## What the task requires
Render every line of the listing below as a Markdown table with two columns, Row and Line. Number each row and leave out blank lines.

*** Input rows

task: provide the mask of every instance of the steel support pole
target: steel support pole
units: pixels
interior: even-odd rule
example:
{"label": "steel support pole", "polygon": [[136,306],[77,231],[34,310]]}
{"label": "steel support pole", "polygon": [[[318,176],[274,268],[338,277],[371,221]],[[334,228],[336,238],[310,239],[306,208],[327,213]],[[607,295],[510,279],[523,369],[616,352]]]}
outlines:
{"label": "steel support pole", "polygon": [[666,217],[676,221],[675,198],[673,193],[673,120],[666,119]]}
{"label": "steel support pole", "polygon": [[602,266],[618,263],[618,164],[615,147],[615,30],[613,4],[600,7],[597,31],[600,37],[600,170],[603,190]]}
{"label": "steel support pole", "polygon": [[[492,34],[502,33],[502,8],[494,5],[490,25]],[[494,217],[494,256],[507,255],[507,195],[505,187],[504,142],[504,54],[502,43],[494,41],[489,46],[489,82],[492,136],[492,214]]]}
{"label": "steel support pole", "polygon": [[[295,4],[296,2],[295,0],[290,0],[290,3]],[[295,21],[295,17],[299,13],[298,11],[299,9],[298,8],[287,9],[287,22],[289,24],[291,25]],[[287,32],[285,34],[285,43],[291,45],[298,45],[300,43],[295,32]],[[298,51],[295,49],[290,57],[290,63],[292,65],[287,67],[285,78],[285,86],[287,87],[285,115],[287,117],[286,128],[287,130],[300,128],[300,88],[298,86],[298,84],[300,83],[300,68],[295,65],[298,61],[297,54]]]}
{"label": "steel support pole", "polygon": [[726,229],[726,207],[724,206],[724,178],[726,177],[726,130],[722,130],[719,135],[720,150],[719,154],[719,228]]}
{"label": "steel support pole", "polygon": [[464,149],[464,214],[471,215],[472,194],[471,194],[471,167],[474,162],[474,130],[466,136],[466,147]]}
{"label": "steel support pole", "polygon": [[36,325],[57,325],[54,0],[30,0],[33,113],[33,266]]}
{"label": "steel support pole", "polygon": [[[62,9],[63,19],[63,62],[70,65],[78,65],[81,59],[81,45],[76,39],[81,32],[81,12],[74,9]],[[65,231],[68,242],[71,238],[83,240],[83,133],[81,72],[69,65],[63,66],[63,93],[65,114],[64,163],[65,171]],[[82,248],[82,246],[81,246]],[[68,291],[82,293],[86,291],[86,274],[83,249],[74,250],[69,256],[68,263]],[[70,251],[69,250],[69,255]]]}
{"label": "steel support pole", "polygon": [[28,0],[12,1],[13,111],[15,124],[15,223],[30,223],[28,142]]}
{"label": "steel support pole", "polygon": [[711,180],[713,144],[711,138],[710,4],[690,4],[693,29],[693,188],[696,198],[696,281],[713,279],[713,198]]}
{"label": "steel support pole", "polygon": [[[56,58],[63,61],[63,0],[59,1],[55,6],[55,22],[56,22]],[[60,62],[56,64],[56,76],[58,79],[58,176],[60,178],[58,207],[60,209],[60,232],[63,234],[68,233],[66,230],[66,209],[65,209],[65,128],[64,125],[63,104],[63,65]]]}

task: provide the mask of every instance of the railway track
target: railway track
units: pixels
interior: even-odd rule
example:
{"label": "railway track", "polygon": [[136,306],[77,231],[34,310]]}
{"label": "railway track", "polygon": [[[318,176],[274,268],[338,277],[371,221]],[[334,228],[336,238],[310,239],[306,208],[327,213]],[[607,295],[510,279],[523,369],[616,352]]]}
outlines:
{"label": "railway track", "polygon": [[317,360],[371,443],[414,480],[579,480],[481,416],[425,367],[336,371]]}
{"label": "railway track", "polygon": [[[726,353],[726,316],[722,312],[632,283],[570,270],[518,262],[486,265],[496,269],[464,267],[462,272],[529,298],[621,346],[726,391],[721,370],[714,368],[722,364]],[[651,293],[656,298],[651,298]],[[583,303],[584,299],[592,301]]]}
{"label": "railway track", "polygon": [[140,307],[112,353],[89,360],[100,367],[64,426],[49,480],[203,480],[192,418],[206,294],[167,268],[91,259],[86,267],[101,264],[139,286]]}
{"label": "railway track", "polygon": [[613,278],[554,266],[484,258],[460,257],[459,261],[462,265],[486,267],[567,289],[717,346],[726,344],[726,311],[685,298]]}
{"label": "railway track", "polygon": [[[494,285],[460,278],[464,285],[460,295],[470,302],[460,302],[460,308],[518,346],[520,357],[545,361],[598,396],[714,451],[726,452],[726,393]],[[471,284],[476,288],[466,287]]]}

******

## Answer to this problem
| Row | Line |
|---|---|
| 1 | task: provide the mask of every instance of the steel support pole |
| 2 | target: steel support pole |
| 3 | units: pixels |
| 4 | interior: even-odd rule |
| 5 | example: |
| 6 | {"label": "steel support pole", "polygon": [[136,306],[77,231],[34,310]]} |
| 7 | {"label": "steel support pole", "polygon": [[[318,176],[274,268],[338,277],[371,221]],[[334,228],[336,238],[310,239],[306,208],[327,213]],[[607,295],[510,279],[523,369],[616,352]]]} |
| 8 | outlines: |
| 9 | {"label": "steel support pole", "polygon": [[666,217],[676,221],[675,198],[673,193],[673,120],[666,119]]} |
| 10 | {"label": "steel support pole", "polygon": [[602,266],[618,263],[618,164],[615,147],[615,30],[613,4],[600,7],[597,31],[600,37],[600,170],[603,190]]} |
| 11 | {"label": "steel support pole", "polygon": [[[492,34],[502,33],[502,8],[494,5],[490,25]],[[494,217],[494,256],[507,255],[507,195],[505,187],[504,142],[504,54],[502,43],[494,41],[489,46],[489,82],[492,136],[492,214]]]} |
| 12 | {"label": "steel support pole", "polygon": [[[295,4],[296,2],[295,0],[290,0],[290,3]],[[295,21],[295,17],[299,13],[298,11],[299,9],[298,8],[287,9],[287,22],[289,24],[291,25]],[[287,32],[285,34],[285,43],[291,45],[298,45],[300,43],[295,32]],[[298,51],[295,49],[290,57],[290,63],[292,65],[287,67],[285,78],[285,86],[287,87],[285,115],[287,117],[286,128],[287,130],[300,128],[300,88],[298,86],[298,84],[300,83],[300,68],[295,65],[298,61],[297,54]]]} |
| 13 | {"label": "steel support pole", "polygon": [[726,229],[726,207],[724,206],[724,178],[726,177],[726,130],[722,130],[719,135],[720,150],[719,154],[719,228]]} |
| 14 | {"label": "steel support pole", "polygon": [[464,149],[464,214],[471,215],[472,194],[471,194],[471,167],[474,162],[474,130],[466,136],[466,147]]} |
| 15 | {"label": "steel support pole", "polygon": [[36,325],[57,325],[54,0],[30,0],[33,113],[33,266]]} |
| 16 | {"label": "steel support pole", "polygon": [[[62,9],[63,19],[63,62],[70,65],[78,65],[81,59],[81,45],[76,39],[81,32],[81,12],[74,9]],[[65,231],[68,242],[71,238],[83,240],[83,133],[81,72],[69,65],[63,66],[63,93],[65,114],[64,163],[65,171]],[[82,248],[82,246],[81,246]],[[68,291],[82,293],[86,291],[86,274],[83,249],[74,250],[69,256],[68,263]],[[70,251],[69,250],[69,255]]]} |
| 17 | {"label": "steel support pole", "polygon": [[28,0],[12,1],[13,111],[15,124],[15,223],[30,223],[28,142]]} |
| 18 | {"label": "steel support pole", "polygon": [[711,180],[713,144],[711,138],[710,4],[690,4],[693,29],[693,188],[696,198],[696,281],[713,279],[713,198]]} |
| 19 | {"label": "steel support pole", "polygon": [[[56,58],[63,61],[63,0],[59,1],[55,6],[55,22],[56,22]],[[60,62],[56,64],[56,76],[58,79],[58,176],[60,178],[58,207],[60,209],[60,232],[63,234],[68,233],[66,230],[66,209],[65,209],[65,128],[64,125],[63,104],[63,65]]]} |
| 20 | task: provide the mask of every instance of the railway track |
| 21 | target: railway track |
| 22 | units: pixels |
| 23 | interior: even-odd rule |
| 24 | example: |
| 25 | {"label": "railway track", "polygon": [[136,306],[77,231],[34,310]]} |
| 26 | {"label": "railway track", "polygon": [[[318,176],[274,268],[338,277],[371,221]],[[334,228],[336,238],[310,239],[306,208],[327,213]],[[607,295],[510,279],[523,369],[616,352]]]} |
| 27 | outlines: |
| 28 | {"label": "railway track", "polygon": [[317,360],[371,443],[414,480],[579,480],[481,416],[425,367],[336,371]]} |
| 29 | {"label": "railway track", "polygon": [[[726,353],[726,316],[722,312],[632,283],[570,270],[518,262],[486,265],[496,269],[464,267],[462,272],[529,298],[621,346],[726,391],[721,370],[714,368],[722,364]],[[651,293],[656,298],[651,298]],[[583,303],[584,299],[592,301]]]} |
| 30 | {"label": "railway track", "polygon": [[140,307],[112,353],[89,360],[100,367],[64,426],[49,480],[203,480],[192,418],[206,294],[167,268],[91,259],[86,267],[101,264],[139,286]]} |
| 31 | {"label": "railway track", "polygon": [[613,278],[554,266],[484,258],[460,257],[459,261],[462,265],[486,267],[567,289],[717,346],[726,344],[726,311],[685,298]]} |
| 32 | {"label": "railway track", "polygon": [[[494,285],[460,278],[464,285],[460,295],[470,302],[460,302],[460,308],[518,346],[520,357],[545,361],[598,396],[714,451],[726,452],[726,393]],[[471,284],[476,288],[466,287]]]} |